[Image point grounding data]
******

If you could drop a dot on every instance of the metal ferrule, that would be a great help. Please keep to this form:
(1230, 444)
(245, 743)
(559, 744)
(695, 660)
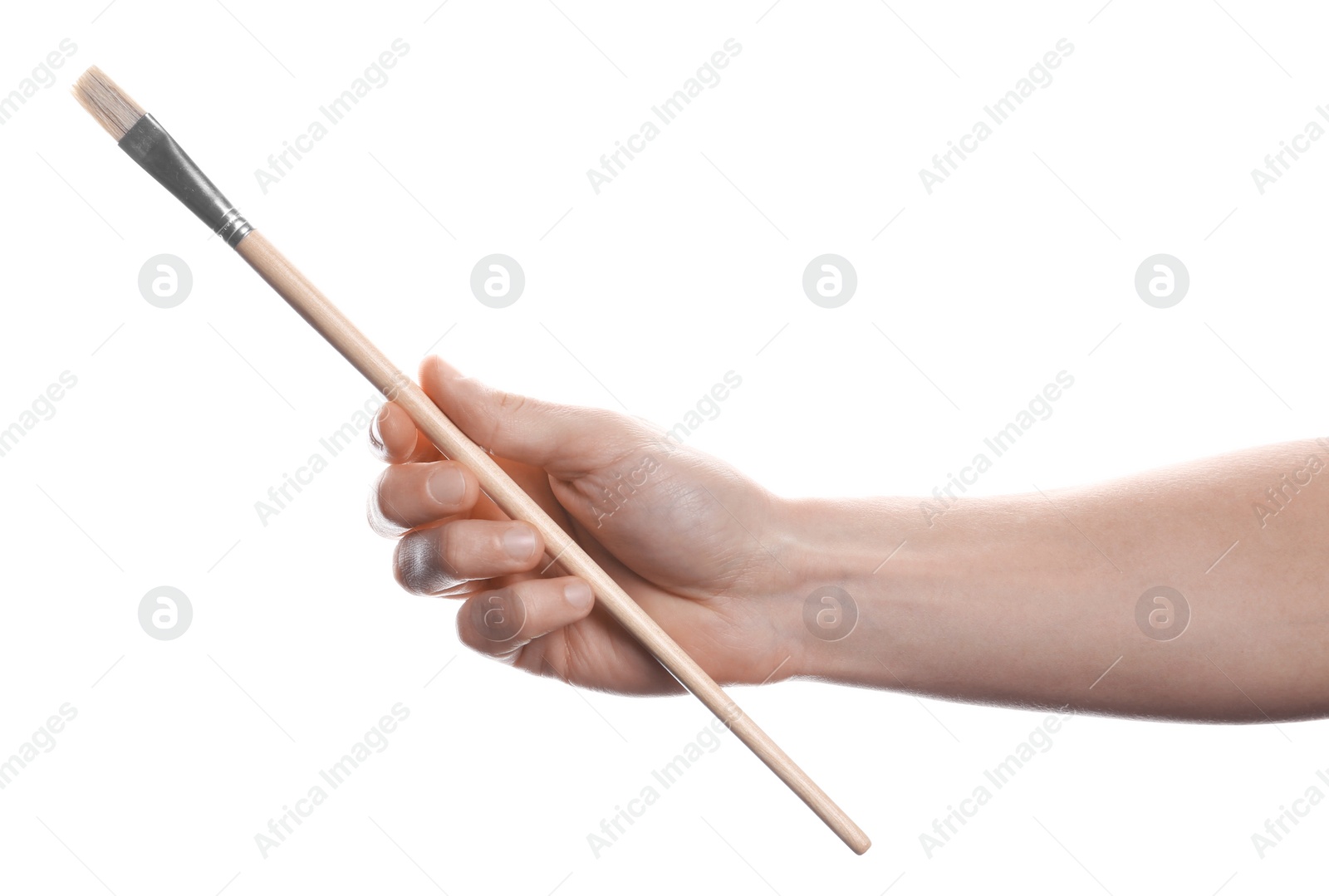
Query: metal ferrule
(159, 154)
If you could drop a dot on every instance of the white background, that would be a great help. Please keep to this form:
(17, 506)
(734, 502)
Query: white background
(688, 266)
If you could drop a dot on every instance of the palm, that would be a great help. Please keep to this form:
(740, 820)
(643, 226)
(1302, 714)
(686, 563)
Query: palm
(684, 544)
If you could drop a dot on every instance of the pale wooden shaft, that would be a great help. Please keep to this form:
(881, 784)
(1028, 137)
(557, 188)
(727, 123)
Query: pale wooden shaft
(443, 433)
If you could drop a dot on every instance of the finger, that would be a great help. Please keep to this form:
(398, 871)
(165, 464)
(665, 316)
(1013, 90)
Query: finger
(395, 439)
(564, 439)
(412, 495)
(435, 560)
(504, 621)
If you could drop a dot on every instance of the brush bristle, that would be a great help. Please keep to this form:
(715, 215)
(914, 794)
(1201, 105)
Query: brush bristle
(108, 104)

******

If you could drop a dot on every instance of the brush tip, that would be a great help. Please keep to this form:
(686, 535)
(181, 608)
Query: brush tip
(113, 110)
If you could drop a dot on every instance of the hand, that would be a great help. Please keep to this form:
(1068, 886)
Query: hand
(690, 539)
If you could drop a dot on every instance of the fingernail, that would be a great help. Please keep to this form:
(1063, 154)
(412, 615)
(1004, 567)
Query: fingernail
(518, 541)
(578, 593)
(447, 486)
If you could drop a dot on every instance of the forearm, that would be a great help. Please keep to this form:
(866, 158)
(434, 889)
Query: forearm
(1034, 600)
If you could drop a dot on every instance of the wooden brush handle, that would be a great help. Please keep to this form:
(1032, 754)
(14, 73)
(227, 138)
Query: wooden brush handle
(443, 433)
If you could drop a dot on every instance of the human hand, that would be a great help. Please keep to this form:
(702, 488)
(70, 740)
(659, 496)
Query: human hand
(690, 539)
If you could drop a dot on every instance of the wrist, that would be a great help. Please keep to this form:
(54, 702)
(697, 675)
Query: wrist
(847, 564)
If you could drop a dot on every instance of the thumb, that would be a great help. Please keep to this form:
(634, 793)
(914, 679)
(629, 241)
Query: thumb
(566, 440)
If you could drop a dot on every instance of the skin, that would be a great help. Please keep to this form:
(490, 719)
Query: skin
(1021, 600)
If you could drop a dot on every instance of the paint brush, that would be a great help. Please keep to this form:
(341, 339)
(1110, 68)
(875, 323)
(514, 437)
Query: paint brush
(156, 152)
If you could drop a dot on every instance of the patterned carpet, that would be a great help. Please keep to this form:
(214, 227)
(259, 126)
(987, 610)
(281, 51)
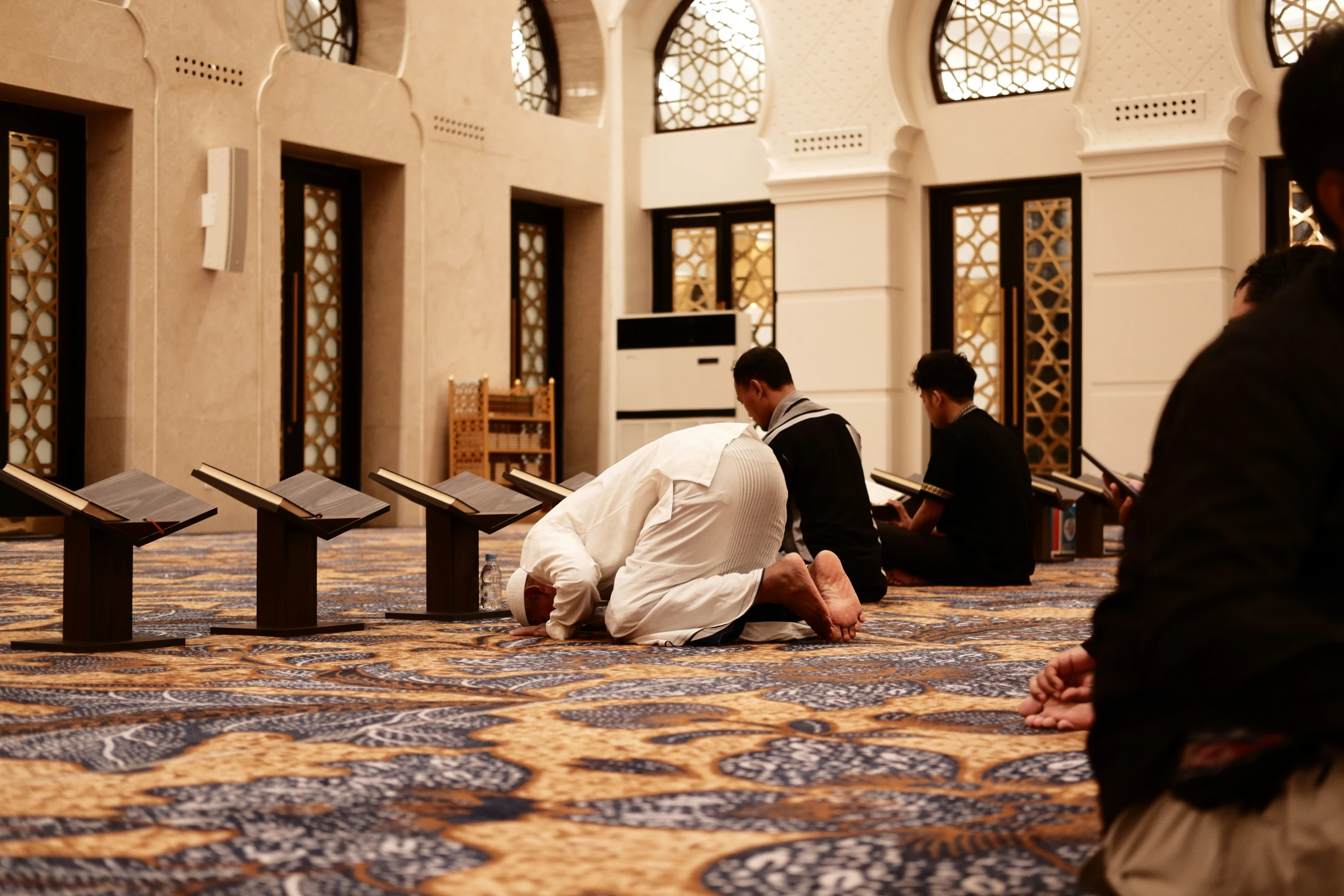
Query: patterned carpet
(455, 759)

******

● Work to complete
An exact copy of the lines above from the one with "of the metal" up to and including the one with "the finger, that" is required; reproduce only those lines, omitting all pictures.

● Result for this task
If you could drop a dot on every instance of the metal ferrule, that would be a great help. Please keep to this form:
(1230, 444)
(245, 743)
(559, 744)
(695, 660)
Query: metal ferrule
(159, 154)
If you could drop a dot on every instance of the white background, that would be a great help. Please keep to this form:
(17, 506)
(734, 502)
Query: white background
(688, 266)
If you could drop a dot on every instance of the palm, that would be a great help. Please keep to this form:
(740, 820)
(643, 226)
(1302, 714)
(686, 563)
Query: palm
(684, 544)
If you could drop a dot on every instance of the pale wooden shaft, that would be a great help. Please keep to this form:
(881, 784)
(1028, 137)
(557, 188)
(727, 123)
Query: pale wooden shaft
(443, 433)
If you could drop a dot on every instance of the finger, that would be a great help. Please keep to this form:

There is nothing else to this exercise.